• _ENTRIES SHOWN_

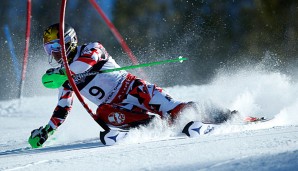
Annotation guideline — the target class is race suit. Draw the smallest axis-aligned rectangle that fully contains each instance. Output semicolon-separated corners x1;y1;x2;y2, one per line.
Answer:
49;42;186;129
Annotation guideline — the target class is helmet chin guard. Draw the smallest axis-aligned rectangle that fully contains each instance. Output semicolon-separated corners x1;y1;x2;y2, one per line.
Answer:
43;23;78;67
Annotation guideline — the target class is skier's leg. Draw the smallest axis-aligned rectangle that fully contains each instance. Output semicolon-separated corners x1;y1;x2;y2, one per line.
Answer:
96;104;154;128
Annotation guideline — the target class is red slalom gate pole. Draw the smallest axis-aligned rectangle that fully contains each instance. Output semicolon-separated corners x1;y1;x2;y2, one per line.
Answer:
19;0;31;99
89;0;146;77
59;0;110;131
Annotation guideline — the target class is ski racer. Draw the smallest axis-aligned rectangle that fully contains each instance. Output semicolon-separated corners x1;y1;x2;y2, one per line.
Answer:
28;23;233;148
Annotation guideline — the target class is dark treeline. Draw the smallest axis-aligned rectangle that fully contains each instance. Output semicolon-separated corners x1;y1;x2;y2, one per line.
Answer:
0;0;298;99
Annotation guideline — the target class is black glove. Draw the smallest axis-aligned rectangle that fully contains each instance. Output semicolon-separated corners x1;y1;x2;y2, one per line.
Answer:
28;125;54;148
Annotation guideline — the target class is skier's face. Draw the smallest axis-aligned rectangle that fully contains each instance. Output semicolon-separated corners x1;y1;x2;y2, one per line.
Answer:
52;52;62;63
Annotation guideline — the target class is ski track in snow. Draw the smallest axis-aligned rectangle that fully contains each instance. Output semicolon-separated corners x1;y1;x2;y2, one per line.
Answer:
0;68;298;171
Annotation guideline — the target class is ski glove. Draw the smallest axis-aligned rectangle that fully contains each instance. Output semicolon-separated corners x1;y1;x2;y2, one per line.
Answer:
28;125;54;148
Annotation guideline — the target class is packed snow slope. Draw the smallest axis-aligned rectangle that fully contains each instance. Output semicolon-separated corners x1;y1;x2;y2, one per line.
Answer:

• _WHAT TO WORK ON_
Extract the lines above and reproduce them exactly, omitting the pictures from your answer.

• _WRITTEN ANSWER_
Annotation guideline — the target class is race suit. Draw the smallest axis-aligned rectangle that fully contains each instance. Output semicolon-separated corners x1;y1;x2;y2, one per line.
Answer:
49;42;186;129
Annotation guideline — the target class is helmet chin guard. Draw the smallest axis-aligned rectangle that fully contains each instance. Output semicolon-separated corners x1;y1;x2;y2, one per line.
Answer:
43;23;78;67
Annotation guideline — the target class is skier's leg. Draw the smallest axis-aligned rectangle that fully contains each instance. Output semicolon-separated corners x1;y1;x2;y2, one per line.
Answer:
96;104;154;128
Annotation guideline — the target class is red slalom gate pole. Draw the smallest axis-aligned rectangle that fully contains each instance. Output semicolon-separated corners x1;y1;x2;y2, one per line.
Answer:
19;0;31;99
89;0;146;77
59;0;110;131
Annotation guideline — the target class is ski racer. Draw the smallest axis-aligned rectangle that fully contains each instance. Output semicolon-separated corners x1;y1;x2;y2, one per line.
Answer:
28;23;233;148
Annotation guideline — the target class is dark treeline. Draw the smallest axis-aligned rectangle that fully contains each instance. Output semicolon-separated corners x1;y1;x2;y2, one per line.
Answer:
0;0;298;99
Annotation guideline — the target class is black glove. Draw the smallest axis-aligned rectangle that fully contains each instance. Output semicolon-separated corners x1;y1;x2;y2, one per line.
Answer:
28;125;54;148
Annotation guideline — the target class is skier's face. Draw the smallest axis-aligned rectangle that fully contains each instance. Output semicolon-separated corners x1;y1;x2;y2, one per line.
Answer:
52;52;62;63
Annotation guideline — the target class is ski track in snow. Draw the smallest axis-aligned rectangle that fully contains each instance. Output semicolon-separated corners x1;y1;x2;y2, one per line.
Answer:
0;68;298;171
Annotation guideline — the target class is ski glove. Draw the smallest axis-aligned rectangle that fully contains each instance. Output semicolon-separated corners x1;y1;x2;y2, one per line.
Answer:
28;125;54;148
Annotation guideline — the target class is packed snow slope. Draw the smallest axis-aligned rectangle that fully contains each instance. Output semicolon-separated corners x1;y1;x2;y2, one per line.
Answer:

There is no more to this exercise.